→ AUSGANGSTEXT
* * * * * * *
Ob sichtbar oder unsichtbar – Gewalt gegen Frauen bekämpfen!

Gewalt gegen Frauen ist alltäglich und überall zu beobachten. Sie manifestiert sich in den unterschiedlichsten Formen – deshalb gehen wir auch dieses Jahr wieder am Frauenkampftag auf die Straße und sind laut!

Die Pandemie hat all die Missstände verstärkt, denen Frauen sowieso schon seit eh und je ausgesetzt sind. Sie erleben psychische und physische Gewalt – sei es im öffentlichen Raum oder in den eigenen vier Wänden, sei sie sichtbar oder unsichtbar. Mit der Pandemie und der Einschränkung des öffentlichen Lebens wurden Frauen besonders in private Räume zurückgedrängt und die Gewalt, die sie erfahren, wurde umso unsichtbarer. Das Zuhause ist für zu viele Frauen kein Schutzraum. Femizide, also Morde an und Tötungen von Frauen, sind in Deutschland und überall auf der Welt grausamer Alltag. Erreichbarkeit von Beratungs- und Hilfsangeboten für betroffene Frauen war und ist in Teilen noch immer durch das Pandemiegeschehen eingeschränkt.

Doch die erlebte Gewalt ist auch finanzieller Natur. Wenn Frauen prekären Arbeitsverhältnissen, wie schlechter Bezahlung und unwürdigen Arbeitsbedingungen, ausgesetzt sind, dann ist das eine Manifestation der Gewalt an Frauen. Während der Pandemie zeigte sich das besonders in frauendominierten Branchen wie der Pflege, dem Einzelhandel und der Reinigung. Ein weiteres strukturelles Problem zeigt sich darin, dass diese Berufe überproportional oft von Frauen mit Rassismuserfahrungen ausgeübt werden.

In Kombination mit der unbezahlten Sorge- und Haushaltsarbeit, die noch immer als „Frauenarbeit“ gilt, ergibt sich eine Doppelt- und Dreifachbelastung, die zwangsläufig der mentalen und körperlichen Gesundheit von Frauen schadet.

Auch sexuelle und sexualisierte Gewalt ist weit verbreitet. Diese zeigt sich in privaten Beziehungen oder auf der Straße. Catcalling und sexuelle Belästigung sind strukturelle gesellschaftliche Probleme, die entnormalisiert werden müssen. Die Täter gehören zur Verantwortung gezogen und die Betroffenen gehört! Außerdem gehört sexuelle Gewalt zur beruflichen Realität vieler Frauen in der Prostitution. Auch hier sind besonders oft Frauen mit Rassismuserfahrungen und Behinderungen betroffen. Doch auch die Aberkennung der sexuellen Selbstbestimmung schränkt Frauen in ihrem alltäglichen Leben ein. Sei es durch die Kriminalisierung von Schwangerschaftsabbrüchen oder die Tabuisierung der weiblichen Sexualität.
* * * * * * *
→ VORLIEGENDE LISTE
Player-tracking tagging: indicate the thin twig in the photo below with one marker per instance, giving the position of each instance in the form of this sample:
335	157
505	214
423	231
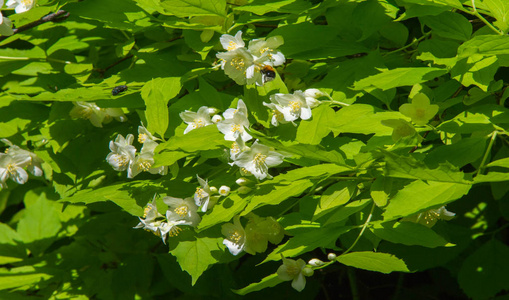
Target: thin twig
53	17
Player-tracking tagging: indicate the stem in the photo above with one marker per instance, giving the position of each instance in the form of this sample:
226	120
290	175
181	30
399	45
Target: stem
362	230
409	45
488	150
477	14
353	283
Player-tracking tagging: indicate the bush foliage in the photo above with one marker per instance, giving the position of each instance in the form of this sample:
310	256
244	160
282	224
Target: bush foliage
266	147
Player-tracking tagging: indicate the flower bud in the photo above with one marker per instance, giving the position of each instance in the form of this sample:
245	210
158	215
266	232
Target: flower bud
244	190
213	189
314	93
224	190
212	111
315	262
217	118
307	272
242	181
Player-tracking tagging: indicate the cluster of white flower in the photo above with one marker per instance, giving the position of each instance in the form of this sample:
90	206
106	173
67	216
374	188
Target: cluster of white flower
13	163
290	107
251	65
180	212
19	7
123	154
254	237
96	115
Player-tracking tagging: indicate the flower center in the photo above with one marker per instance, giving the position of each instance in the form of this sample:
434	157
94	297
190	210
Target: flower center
182	210
259	159
236	127
11	169
235	148
295	106
142	137
174	231
200	193
121	160
145	165
231	46
235	237
238	63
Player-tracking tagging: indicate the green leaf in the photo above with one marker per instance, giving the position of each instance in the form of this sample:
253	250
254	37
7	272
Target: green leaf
409	167
504	163
335	196
189	8
500	11
308	240
195	256
373	261
273	195
470	71
261	7
486	271
347	210
156	94
314	130
223	211
449	25
364	119
419	196
268	281
389	79
39	226
22	276
410	234
485	45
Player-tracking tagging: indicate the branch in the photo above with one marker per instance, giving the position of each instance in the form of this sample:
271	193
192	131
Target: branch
53	17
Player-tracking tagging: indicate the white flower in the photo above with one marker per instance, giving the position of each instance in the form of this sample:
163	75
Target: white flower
202	194
231	43
266	50
292	106
34	162
122	152
430	217
20	5
183	209
144	161
216	119
96	115
12	167
239	65
144	135
292	270
152	221
235	127
237	147
235	236
231	112
224	190
196	119
258	160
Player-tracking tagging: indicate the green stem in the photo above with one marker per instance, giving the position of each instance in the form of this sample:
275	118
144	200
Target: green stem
362	230
409	45
488	150
353	283
477	14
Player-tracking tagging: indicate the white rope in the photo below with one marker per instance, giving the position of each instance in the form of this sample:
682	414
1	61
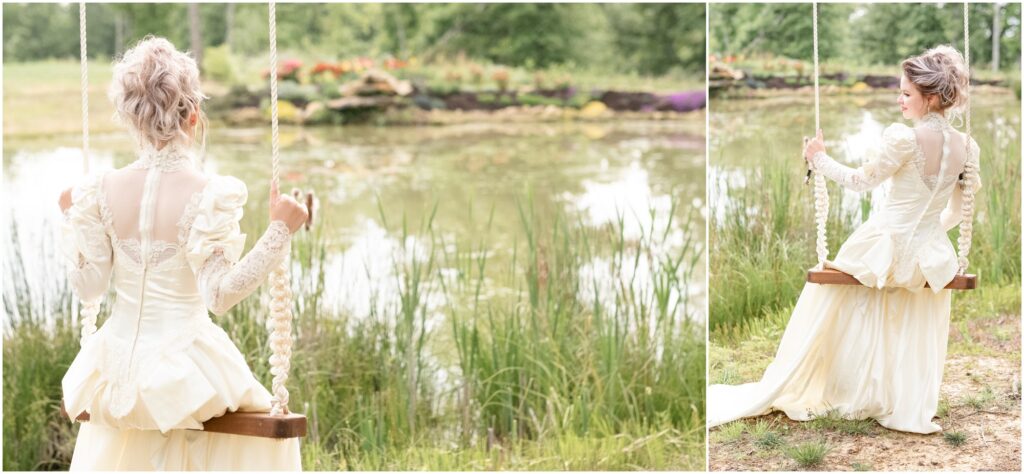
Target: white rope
280	321
970	168
88	310
85	87
820	191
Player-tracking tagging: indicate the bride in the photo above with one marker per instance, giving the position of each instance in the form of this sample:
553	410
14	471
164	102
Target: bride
877	350
169	237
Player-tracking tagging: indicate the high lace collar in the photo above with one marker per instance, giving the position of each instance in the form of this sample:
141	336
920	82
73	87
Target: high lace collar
172	157
934	121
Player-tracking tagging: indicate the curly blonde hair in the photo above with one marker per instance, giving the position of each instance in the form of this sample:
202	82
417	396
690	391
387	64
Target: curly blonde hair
940	72
156	89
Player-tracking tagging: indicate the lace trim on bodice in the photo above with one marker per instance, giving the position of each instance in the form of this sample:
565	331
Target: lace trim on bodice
938	123
169	159
160	251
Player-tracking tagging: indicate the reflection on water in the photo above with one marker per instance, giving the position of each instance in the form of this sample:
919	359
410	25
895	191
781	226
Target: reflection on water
595	171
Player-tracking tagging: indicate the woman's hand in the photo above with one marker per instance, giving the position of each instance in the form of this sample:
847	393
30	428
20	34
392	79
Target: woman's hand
65	201
287	210
813	145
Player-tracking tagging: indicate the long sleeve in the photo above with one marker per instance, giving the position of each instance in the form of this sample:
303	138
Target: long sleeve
85	243
952	214
215	245
897	147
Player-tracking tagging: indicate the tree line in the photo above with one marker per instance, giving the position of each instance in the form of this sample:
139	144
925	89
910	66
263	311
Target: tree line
649	39
868	34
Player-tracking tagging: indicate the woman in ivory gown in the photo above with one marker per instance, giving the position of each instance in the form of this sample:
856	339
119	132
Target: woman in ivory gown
169	237
877	350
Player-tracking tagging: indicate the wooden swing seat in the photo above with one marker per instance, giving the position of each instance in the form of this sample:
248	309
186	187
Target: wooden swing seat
834	276
262	425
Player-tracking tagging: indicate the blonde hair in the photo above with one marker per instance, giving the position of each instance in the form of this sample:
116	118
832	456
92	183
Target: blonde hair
156	88
940	72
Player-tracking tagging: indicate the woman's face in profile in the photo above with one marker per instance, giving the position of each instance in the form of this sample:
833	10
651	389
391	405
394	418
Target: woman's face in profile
911	102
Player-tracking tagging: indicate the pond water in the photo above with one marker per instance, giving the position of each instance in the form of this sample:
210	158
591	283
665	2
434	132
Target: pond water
590	171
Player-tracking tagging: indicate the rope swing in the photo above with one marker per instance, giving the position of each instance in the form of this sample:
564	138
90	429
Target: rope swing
820	274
* * * * * * *
→ DEINE AUFGABE
In welchen frauendominierten Branchen zeigte sich laut dem Ausgangstext über Gewalt gegen Frauen die finanzielle Gewalt während der Pandemie besonders? Die Liste spielt hierfür keine Rolle.

→ DEINE ANTWORT
In der Pflege, dem Einzelhandel und der Reinigung.